### Extracted records
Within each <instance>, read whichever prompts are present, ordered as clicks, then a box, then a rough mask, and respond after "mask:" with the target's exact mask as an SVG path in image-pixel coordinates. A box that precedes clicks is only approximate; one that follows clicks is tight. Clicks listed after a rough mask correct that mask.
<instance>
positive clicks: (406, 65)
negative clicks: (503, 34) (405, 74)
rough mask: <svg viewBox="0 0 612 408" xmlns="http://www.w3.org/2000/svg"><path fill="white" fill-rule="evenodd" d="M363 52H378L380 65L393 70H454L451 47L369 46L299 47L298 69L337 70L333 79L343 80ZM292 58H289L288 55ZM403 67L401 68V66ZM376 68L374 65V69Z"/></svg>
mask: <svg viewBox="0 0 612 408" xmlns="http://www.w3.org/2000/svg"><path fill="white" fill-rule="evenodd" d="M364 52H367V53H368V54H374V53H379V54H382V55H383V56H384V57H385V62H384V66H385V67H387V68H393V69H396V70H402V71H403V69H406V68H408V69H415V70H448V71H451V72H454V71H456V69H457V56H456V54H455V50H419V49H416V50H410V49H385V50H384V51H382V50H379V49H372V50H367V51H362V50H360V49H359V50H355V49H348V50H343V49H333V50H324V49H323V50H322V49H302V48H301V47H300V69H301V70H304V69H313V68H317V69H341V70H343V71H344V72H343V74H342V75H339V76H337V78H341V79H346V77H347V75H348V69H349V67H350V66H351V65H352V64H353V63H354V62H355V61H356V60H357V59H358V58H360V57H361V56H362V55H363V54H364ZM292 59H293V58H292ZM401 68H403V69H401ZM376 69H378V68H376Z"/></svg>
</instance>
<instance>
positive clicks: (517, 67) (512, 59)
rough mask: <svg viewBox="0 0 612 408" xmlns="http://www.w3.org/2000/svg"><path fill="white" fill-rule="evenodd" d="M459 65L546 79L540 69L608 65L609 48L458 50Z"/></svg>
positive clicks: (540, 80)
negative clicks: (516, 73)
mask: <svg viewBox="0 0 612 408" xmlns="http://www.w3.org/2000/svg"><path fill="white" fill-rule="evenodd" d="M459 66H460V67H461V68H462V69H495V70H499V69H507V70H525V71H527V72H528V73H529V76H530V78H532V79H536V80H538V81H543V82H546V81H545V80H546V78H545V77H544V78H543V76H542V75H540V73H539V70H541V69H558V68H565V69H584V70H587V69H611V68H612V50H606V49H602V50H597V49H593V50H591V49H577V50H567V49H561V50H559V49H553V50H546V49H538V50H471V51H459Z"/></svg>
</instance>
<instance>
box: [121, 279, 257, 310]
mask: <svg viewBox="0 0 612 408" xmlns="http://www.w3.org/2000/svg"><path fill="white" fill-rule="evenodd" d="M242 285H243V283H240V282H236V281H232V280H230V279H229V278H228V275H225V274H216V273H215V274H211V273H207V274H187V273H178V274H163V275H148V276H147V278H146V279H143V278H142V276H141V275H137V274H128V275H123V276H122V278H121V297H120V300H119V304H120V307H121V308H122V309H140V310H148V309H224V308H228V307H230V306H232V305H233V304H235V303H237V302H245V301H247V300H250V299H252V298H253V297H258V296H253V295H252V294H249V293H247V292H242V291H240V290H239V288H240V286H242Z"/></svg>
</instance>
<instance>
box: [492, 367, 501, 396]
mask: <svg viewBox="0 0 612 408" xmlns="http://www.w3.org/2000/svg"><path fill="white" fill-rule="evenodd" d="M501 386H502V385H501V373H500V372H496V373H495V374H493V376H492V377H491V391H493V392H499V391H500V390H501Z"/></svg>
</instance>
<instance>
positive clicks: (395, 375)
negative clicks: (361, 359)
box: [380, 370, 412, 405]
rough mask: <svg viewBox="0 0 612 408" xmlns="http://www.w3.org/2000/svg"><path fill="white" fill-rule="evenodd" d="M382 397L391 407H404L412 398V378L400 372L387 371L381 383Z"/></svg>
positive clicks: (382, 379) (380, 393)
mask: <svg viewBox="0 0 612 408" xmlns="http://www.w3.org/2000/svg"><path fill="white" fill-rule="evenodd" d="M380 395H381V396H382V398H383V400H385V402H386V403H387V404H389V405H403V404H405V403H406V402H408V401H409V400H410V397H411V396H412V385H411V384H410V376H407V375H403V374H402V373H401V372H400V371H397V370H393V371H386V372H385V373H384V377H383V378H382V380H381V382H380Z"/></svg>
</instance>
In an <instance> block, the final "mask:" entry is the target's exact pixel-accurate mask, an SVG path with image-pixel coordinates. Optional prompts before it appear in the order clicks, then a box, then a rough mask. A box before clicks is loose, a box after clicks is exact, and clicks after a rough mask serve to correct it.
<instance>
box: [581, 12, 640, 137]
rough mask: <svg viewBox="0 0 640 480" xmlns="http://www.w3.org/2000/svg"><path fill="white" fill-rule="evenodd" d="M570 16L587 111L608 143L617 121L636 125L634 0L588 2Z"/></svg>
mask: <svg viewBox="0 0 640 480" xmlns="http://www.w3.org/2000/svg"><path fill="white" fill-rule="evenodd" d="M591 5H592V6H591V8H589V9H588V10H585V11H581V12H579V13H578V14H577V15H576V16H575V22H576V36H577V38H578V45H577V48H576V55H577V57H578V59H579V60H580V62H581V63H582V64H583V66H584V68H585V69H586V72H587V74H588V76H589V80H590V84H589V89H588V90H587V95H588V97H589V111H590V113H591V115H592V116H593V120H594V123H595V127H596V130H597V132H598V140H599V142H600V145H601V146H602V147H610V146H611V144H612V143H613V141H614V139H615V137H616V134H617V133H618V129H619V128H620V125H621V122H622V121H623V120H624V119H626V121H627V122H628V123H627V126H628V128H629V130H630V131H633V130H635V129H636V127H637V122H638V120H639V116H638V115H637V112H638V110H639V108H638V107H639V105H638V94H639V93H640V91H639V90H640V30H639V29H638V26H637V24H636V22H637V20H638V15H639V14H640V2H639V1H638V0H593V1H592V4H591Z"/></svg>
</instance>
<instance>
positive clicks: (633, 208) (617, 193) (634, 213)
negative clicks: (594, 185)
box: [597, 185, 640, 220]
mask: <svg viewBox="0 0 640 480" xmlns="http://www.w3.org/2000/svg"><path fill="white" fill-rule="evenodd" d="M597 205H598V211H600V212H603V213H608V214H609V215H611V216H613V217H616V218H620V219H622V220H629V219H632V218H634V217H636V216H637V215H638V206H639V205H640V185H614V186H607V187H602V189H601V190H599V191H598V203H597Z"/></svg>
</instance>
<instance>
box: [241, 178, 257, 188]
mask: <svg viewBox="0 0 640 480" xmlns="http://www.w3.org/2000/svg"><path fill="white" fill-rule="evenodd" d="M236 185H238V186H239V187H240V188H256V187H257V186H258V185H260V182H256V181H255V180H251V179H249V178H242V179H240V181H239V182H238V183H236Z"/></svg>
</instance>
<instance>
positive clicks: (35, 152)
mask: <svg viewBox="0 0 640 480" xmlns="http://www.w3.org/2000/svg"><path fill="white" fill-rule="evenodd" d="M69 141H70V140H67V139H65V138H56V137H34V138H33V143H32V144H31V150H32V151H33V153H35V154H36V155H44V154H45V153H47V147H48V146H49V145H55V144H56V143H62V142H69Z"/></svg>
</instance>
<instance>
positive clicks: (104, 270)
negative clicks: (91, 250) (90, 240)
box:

### What the exercise asks
Copy out every one of the lines above, character for character.

### Solution for this exercise
Within each <instance>, read whichever prompts are present, ordered as clicks, then a box, then a rough mask, and respond after "mask:" with the target's exact mask as an SVG path in image-pixel coordinates. A box that precedes clicks is only approximate; one that follows clicks is tight. Clicks listed after a rough mask correct that mask.
<instance>
positive clicks: (406, 65)
negative clicks: (503, 34) (405, 74)
rough mask: <svg viewBox="0 0 612 408" xmlns="http://www.w3.org/2000/svg"><path fill="white" fill-rule="evenodd" d="M363 52H378L380 65L393 70H454L451 47L369 46L299 47L298 69L337 70L333 79L343 80ZM292 58H289L288 55ZM403 67L401 68V66ZM376 68L374 65V69Z"/></svg>
mask: <svg viewBox="0 0 612 408" xmlns="http://www.w3.org/2000/svg"><path fill="white" fill-rule="evenodd" d="M364 52H367V53H368V54H374V53H379V54H382V55H383V56H384V57H385V62H384V66H385V67H387V68H393V69H396V70H402V71H403V69H406V68H408V69H415V70H448V71H451V72H454V71H456V69H457V56H456V54H455V50H419V49H416V50H410V49H385V50H384V51H382V50H379V49H372V50H367V51H362V50H360V49H359V50H355V49H348V50H343V49H333V50H324V49H323V50H322V49H302V48H301V47H300V69H301V70H304V69H313V68H317V69H341V70H343V71H344V72H343V74H342V75H339V76H337V78H341V79H346V77H347V75H348V69H349V67H350V66H351V65H352V64H353V63H354V62H355V61H356V60H357V59H358V58H360V57H361V56H362V55H363V54H364ZM292 59H293V58H292ZM401 68H403V69H401ZM376 69H378V68H376Z"/></svg>
</instance>
<instance>
positive clicks: (517, 67) (512, 59)
rough mask: <svg viewBox="0 0 612 408" xmlns="http://www.w3.org/2000/svg"><path fill="white" fill-rule="evenodd" d="M459 65L546 79L540 69L608 65L609 48L458 50Z"/></svg>
positive clicks: (540, 80)
negative clicks: (516, 73)
mask: <svg viewBox="0 0 612 408" xmlns="http://www.w3.org/2000/svg"><path fill="white" fill-rule="evenodd" d="M459 66H460V67H461V68H462V69H495V70H499V69H507V70H525V71H527V72H528V73H529V76H530V78H532V79H536V80H538V81H543V82H546V81H545V80H546V78H545V77H544V78H543V76H542V75H540V73H539V70H541V69H558V68H565V69H584V70H587V69H611V68H612V50H606V49H602V50H597V49H593V50H591V49H577V50H567V49H561V50H559V49H553V50H546V49H538V50H471V51H459Z"/></svg>
</instance>
<instance>
box: [121, 279, 257, 310]
mask: <svg viewBox="0 0 612 408" xmlns="http://www.w3.org/2000/svg"><path fill="white" fill-rule="evenodd" d="M242 285H243V283H240V282H236V281H232V280H230V279H229V278H228V275H225V274H216V273H215V274H211V273H207V274H187V273H178V274H163V275H148V276H147V278H146V279H143V278H142V276H141V275H137V274H128V275H123V276H122V278H121V297H120V300H119V304H120V307H121V308H122V309H140V310H148V309H224V308H228V307H230V306H232V305H233V304H235V303H237V302H245V301H247V300H250V299H252V298H253V297H258V296H253V295H252V294H249V293H247V292H242V291H240V290H239V288H240V286H242Z"/></svg>
</instance>
<instance>
box: [492, 367, 501, 396]
mask: <svg viewBox="0 0 612 408" xmlns="http://www.w3.org/2000/svg"><path fill="white" fill-rule="evenodd" d="M501 386H502V385H501V373H500V372H496V373H495V374H493V376H492V377H491V391H493V392H499V391H500V390H501Z"/></svg>
</instance>
<instance>
positive clicks: (395, 375)
negative clicks: (361, 359)
box: [380, 370, 412, 405]
rough mask: <svg viewBox="0 0 612 408" xmlns="http://www.w3.org/2000/svg"><path fill="white" fill-rule="evenodd" d="M382 397L391 407H404L412 398V378L400 372L387 371L381 383Z"/></svg>
positive clicks: (382, 379) (380, 393)
mask: <svg viewBox="0 0 612 408" xmlns="http://www.w3.org/2000/svg"><path fill="white" fill-rule="evenodd" d="M380 395H381V396H382V398H383V400H385V402H386V403H387V404H389V405H403V404H405V403H406V402H408V401H409V400H410V397H411V396H412V385H411V384H410V376H407V375H403V374H402V373H401V372H400V371H397V370H393V371H386V372H385V373H384V377H383V378H382V380H381V382H380Z"/></svg>
</instance>
In an <instance> block, the final "mask:" entry is the target's exact pixel-accurate mask, an SVG path with image-pixel coordinates. Optional prompts before it appear in the order clicks, then a box, then a rough mask. A box before clicks is loose, a box after clicks is exact, and clicks after a rough mask serve to correct it.
<instance>
box: [581, 12, 640, 137]
rough mask: <svg viewBox="0 0 640 480" xmlns="http://www.w3.org/2000/svg"><path fill="white" fill-rule="evenodd" d="M570 16L587 111L608 143L617 121L636 125L634 0L588 2Z"/></svg>
mask: <svg viewBox="0 0 640 480" xmlns="http://www.w3.org/2000/svg"><path fill="white" fill-rule="evenodd" d="M591 5H592V6H591V8H589V9H588V10H585V11H581V12H579V13H578V14H577V15H576V16H575V22H576V36H577V38H578V45H577V48H576V55H577V57H578V59H579V60H580V62H581V63H582V64H583V66H584V68H585V69H586V72H587V74H588V76H589V80H590V84H589V89H588V90H587V95H588V97H589V111H590V113H591V115H592V116H593V120H594V123H595V127H596V130H597V132H598V140H599V142H600V145H601V146H602V147H610V146H611V144H612V143H613V141H614V139H615V137H616V134H617V133H618V129H619V128H620V125H621V122H622V121H623V120H624V119H626V121H627V122H628V123H627V126H628V128H629V130H630V131H633V130H635V129H636V127H637V122H638V120H639V116H638V115H637V112H638V110H639V108H638V107H639V105H638V94H639V93H640V91H639V90H640V30H639V29H638V26H637V24H636V22H637V20H638V15H639V14H640V2H639V1H638V0H593V1H592V4H591Z"/></svg>
</instance>
<instance>
positive clicks: (633, 208) (617, 193) (634, 213)
negative clicks: (594, 185)
box: [597, 185, 640, 220]
mask: <svg viewBox="0 0 640 480" xmlns="http://www.w3.org/2000/svg"><path fill="white" fill-rule="evenodd" d="M597 205H598V211H600V212H603V213H608V214H609V215H611V216H613V217H616V218H620V219H622V220H629V219H632V218H634V217H636V216H637V215H638V206H639V205H640V185H614V186H607V187H602V189H601V190H599V191H598V203H597Z"/></svg>
</instance>
<instance>
box: [241, 178, 257, 188]
mask: <svg viewBox="0 0 640 480" xmlns="http://www.w3.org/2000/svg"><path fill="white" fill-rule="evenodd" d="M236 185H238V186H239V187H240V188H256V187H257V186H258V185H260V182H256V181H255V180H251V179H249V178H242V179H240V181H239V182H238V183H236Z"/></svg>
</instance>
<instance>
positive clicks: (35, 152)
mask: <svg viewBox="0 0 640 480" xmlns="http://www.w3.org/2000/svg"><path fill="white" fill-rule="evenodd" d="M69 141H70V140H67V139H65V138H56V137H34V138H33V143H32V144H31V150H32V151H33V153H35V154H36V155H44V154H45V153H47V147H48V146H49V145H55V144H56V143H62V142H69Z"/></svg>
</instance>
<instance>
positive clicks: (104, 270)
negative clicks: (91, 250) (90, 240)
box:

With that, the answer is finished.